TASK TO CARRY OUT -
Tally the lines below that contain the string "hair", treating uppercase and lowercase letters as distinct, and state only the resulting number.

[Stored data entries]
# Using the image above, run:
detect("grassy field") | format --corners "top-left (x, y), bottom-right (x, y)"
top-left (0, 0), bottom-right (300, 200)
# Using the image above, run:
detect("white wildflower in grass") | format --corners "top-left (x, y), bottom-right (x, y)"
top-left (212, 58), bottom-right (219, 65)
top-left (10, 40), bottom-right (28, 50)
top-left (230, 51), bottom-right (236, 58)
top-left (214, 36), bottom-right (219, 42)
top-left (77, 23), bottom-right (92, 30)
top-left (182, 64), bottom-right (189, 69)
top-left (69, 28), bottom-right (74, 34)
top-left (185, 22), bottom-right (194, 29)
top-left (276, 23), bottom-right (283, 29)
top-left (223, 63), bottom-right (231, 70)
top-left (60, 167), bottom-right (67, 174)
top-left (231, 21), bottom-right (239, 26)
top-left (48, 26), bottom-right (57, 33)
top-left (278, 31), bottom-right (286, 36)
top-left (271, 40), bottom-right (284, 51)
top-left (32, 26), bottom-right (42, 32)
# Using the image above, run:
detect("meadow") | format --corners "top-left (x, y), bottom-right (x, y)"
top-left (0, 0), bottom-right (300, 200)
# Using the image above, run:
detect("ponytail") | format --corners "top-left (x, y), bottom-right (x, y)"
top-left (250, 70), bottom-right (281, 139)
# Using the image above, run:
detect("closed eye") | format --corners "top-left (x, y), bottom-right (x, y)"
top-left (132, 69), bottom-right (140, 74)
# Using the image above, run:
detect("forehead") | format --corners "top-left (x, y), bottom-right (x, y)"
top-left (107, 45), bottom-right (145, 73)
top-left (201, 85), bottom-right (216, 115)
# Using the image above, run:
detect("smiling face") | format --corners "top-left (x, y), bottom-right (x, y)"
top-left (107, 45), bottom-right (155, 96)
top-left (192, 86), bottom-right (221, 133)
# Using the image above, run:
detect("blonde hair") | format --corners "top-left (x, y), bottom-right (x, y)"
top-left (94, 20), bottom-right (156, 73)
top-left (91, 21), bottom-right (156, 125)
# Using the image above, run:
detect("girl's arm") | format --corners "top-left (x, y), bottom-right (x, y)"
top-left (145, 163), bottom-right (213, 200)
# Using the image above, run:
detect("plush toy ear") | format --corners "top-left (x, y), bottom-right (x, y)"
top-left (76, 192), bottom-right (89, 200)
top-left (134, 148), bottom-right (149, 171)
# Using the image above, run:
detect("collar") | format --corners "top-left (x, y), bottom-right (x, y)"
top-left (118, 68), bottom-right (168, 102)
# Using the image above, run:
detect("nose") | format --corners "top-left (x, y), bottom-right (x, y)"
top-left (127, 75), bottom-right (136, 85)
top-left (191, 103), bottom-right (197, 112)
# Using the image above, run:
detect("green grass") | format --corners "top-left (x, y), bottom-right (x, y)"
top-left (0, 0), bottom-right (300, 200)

WRITTEN SOLUTION -
1